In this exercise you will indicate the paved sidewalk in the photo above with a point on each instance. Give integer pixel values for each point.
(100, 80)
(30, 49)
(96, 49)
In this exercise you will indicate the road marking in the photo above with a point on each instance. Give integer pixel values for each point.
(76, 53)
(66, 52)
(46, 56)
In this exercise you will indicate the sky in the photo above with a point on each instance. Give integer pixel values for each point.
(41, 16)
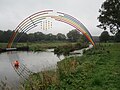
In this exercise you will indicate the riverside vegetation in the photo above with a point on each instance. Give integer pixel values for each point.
(97, 69)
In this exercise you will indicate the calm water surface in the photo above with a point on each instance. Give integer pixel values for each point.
(35, 62)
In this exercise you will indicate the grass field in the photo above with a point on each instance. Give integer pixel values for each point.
(97, 69)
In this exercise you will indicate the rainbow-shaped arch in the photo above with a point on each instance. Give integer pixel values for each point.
(33, 20)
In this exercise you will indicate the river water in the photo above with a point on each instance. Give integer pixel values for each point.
(35, 62)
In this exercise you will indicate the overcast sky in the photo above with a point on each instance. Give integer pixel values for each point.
(12, 12)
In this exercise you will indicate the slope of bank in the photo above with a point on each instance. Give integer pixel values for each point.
(97, 69)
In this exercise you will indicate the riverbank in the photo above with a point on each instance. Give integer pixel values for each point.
(97, 69)
(37, 46)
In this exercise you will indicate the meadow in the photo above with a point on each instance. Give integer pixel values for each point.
(97, 69)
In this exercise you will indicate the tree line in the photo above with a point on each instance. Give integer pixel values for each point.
(72, 36)
(109, 19)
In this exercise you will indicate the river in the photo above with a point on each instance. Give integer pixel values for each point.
(35, 62)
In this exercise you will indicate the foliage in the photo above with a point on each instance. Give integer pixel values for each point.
(110, 15)
(97, 69)
(104, 37)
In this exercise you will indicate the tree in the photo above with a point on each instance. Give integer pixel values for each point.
(110, 16)
(104, 37)
(73, 35)
(117, 36)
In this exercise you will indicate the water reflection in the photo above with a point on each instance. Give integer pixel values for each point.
(35, 62)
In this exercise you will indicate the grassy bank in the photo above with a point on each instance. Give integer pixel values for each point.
(38, 46)
(97, 69)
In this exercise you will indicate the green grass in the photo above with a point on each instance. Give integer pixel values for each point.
(97, 69)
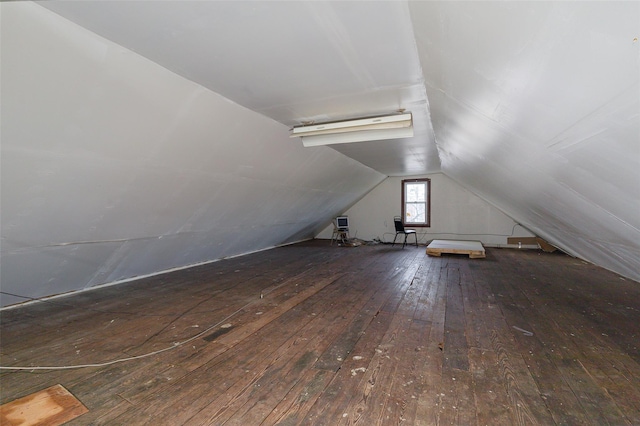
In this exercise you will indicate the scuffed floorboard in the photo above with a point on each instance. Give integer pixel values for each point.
(325, 335)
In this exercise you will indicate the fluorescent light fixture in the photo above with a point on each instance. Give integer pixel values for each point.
(359, 130)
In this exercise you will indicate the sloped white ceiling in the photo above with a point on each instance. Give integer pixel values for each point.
(293, 61)
(114, 167)
(536, 107)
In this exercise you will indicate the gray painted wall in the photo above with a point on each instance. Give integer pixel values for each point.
(114, 167)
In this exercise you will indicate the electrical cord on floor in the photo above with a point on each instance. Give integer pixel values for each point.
(116, 361)
(174, 346)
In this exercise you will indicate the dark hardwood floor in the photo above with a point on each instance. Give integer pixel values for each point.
(326, 335)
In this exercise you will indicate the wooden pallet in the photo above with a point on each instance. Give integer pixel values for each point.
(474, 249)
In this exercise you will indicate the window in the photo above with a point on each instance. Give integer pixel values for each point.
(416, 202)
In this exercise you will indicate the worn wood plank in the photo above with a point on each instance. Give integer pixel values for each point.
(380, 343)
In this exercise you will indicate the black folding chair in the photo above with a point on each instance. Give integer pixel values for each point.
(397, 221)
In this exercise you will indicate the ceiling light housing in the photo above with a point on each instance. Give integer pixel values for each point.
(358, 130)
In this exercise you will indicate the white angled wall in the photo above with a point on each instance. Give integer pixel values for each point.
(114, 167)
(455, 214)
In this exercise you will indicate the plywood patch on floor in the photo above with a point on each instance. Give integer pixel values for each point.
(52, 406)
(473, 248)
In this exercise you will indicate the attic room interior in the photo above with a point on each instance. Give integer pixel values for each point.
(168, 253)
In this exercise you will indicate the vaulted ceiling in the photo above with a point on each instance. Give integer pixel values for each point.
(534, 106)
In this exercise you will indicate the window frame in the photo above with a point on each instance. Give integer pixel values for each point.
(427, 222)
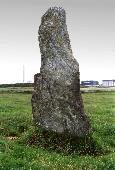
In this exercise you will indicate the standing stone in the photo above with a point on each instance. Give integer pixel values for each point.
(56, 101)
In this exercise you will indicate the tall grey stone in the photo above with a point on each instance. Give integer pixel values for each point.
(56, 101)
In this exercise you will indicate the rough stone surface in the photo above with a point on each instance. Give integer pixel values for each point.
(56, 101)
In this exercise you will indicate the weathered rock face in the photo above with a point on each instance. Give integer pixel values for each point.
(56, 101)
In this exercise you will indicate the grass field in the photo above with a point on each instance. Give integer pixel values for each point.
(16, 128)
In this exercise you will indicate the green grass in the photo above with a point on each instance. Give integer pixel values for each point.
(16, 121)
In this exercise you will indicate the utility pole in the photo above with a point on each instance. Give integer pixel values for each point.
(23, 74)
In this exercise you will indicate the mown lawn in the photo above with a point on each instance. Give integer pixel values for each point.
(16, 127)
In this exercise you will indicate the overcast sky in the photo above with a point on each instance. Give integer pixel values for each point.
(91, 27)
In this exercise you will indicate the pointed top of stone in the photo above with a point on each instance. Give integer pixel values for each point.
(58, 12)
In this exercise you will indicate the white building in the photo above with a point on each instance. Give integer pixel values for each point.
(108, 83)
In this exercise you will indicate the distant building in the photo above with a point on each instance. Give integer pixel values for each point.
(108, 83)
(89, 83)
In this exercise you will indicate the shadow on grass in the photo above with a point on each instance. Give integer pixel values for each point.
(64, 143)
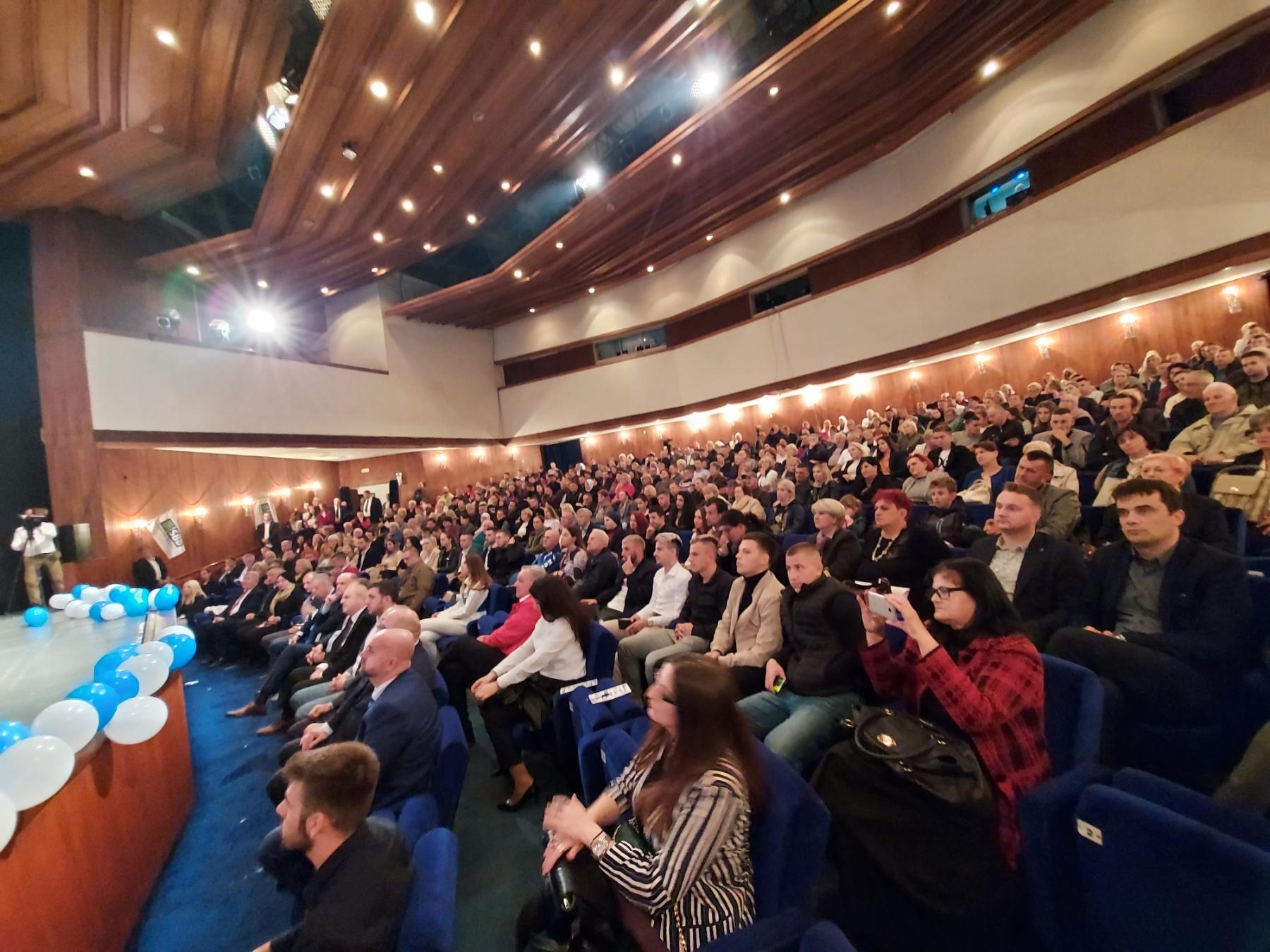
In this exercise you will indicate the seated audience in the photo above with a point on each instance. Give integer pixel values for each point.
(749, 630)
(639, 655)
(816, 678)
(1163, 620)
(1041, 573)
(919, 872)
(521, 687)
(351, 871)
(690, 788)
(1223, 434)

* **WHAT IS BEING ASKED**:
Output each line of the listing above, word for word, from the one holding "In this exercise you will indicate the mown" through the last line, both included; omit the pictures.

* **REPLY**:
In this exercise you will indicate the mown lawn in the photo above with a point on each instance. Give integer pixel values for each point.
(16, 127)
In this exercise you will indicate the overcast sky in the photo above with a point on each instance. Give integer pixel values for each point.
(91, 27)
In this exercise you will indicate the pointed top of stone in the photo above with a point on each instance. Give integer pixel values for each point.
(58, 12)
In this exercise you will indicate the white building in the photo above with a point on each instance. Give integer pixel values for each point.
(108, 83)
In this exercise you will indicate the distant building in the photo above with a point on each instance. Give integer pixel values for each point.
(108, 83)
(89, 83)
In this exercise you will indicate the shadow on grass in the photo above with a point on each instance. Give integer pixel values for each point.
(64, 143)
In this exercise you will indicate the seated audience in the photo above with a point on each instance. Give integer pixel values for each point.
(749, 630)
(639, 655)
(816, 678)
(1163, 620)
(1041, 573)
(919, 872)
(521, 687)
(351, 871)
(690, 788)
(1223, 434)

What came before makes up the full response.